Reproduce the listing below word for word, from its first line to its last, and leave the pictures out.

——————————

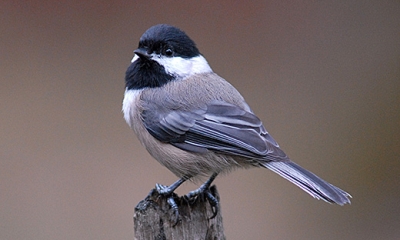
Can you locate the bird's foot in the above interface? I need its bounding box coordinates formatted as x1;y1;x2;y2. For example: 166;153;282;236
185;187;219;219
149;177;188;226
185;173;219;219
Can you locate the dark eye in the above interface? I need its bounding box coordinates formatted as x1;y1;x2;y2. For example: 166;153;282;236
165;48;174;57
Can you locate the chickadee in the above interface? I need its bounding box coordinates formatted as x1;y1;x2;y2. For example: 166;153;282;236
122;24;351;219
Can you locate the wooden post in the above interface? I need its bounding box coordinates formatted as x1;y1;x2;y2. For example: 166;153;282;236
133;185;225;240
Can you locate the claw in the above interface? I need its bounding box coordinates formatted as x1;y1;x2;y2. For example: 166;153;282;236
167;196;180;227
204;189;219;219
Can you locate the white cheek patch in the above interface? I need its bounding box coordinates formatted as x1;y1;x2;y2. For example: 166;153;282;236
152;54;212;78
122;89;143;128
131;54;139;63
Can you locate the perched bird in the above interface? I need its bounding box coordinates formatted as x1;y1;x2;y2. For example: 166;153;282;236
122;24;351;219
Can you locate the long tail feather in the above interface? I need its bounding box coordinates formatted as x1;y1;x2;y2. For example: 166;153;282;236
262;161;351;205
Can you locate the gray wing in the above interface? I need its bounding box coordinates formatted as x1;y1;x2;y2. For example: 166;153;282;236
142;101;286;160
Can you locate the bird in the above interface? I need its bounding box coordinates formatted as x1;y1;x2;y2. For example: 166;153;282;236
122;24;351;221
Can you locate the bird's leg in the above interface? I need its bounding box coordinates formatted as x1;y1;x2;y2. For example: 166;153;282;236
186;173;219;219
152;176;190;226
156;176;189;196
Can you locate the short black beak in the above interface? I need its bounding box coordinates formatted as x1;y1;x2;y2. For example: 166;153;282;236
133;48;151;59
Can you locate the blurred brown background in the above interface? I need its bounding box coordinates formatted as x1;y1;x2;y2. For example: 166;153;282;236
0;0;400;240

——————————

• [Response to this task]:
Can you locate the bird's foot in the above interface? I need its bounding box coordinates formatted as x1;y1;x2;y2. For example: 166;153;282;236
185;187;219;219
149;177;188;226
185;173;219;219
Can you locate the dark eye in the above interface? I need its bounding box coordinates formatted as x1;y1;x2;y2. For example: 166;153;282;236
165;48;174;57
Can you locate the chickadee in the above interface? I need its bounding box coordinates formatted as x1;y1;x2;y2. For example: 166;153;282;236
122;24;351;219
Can you locate the wooden post in the above interface? I need its bounding box coordinates formatted as x1;y1;x2;y2. For example: 166;153;282;236
133;185;225;240
Can you locate the claw in the above interface? I need its bounding box coordinates formatted as x1;y1;x2;y2. For example: 166;153;282;236
167;196;180;227
204;189;219;219
Can you locate the white cheek patch in the above interface? I need its bounding box coordinates formatted as x1;y1;x2;y2. For example: 166;153;282;236
152;54;212;78
122;89;143;128
131;54;139;63
Can you locate the perched bird in the above interface? I need its bounding box coordinates formatted as x1;y1;x2;y2. For example: 166;153;282;236
122;24;351;219
Can you locate the long tail feather in the above interface? I need its bounding box coordinates formatted as x1;y1;x2;y2. For example: 166;153;282;236
262;161;351;205
Can you locate the gray wing in the above interface? I need its bounding box coordinates formatted as x1;y1;x2;y2. For example: 166;153;282;236
142;101;286;160
Can you locate the bird in the above interface? I need its bounding box coordinates formatted as x1;y1;x2;y2. For example: 166;153;282;236
122;24;351;221
Can you locate the bird's leg in the above interface? I need its bounding box coordinates formatted as x1;y1;x2;y2. For example: 166;153;282;236
186;173;219;219
152;176;190;226
156;176;189;196
Can you locate the short black beak in the above interface? I need its bounding box coordinates formatted as x1;y1;x2;y2. For example: 166;153;282;236
133;48;151;59
Can you locate the blurred brown background in the above interface? I need its bounding box coordinates formatted as x1;y1;x2;y2. For example: 166;153;282;236
0;0;400;240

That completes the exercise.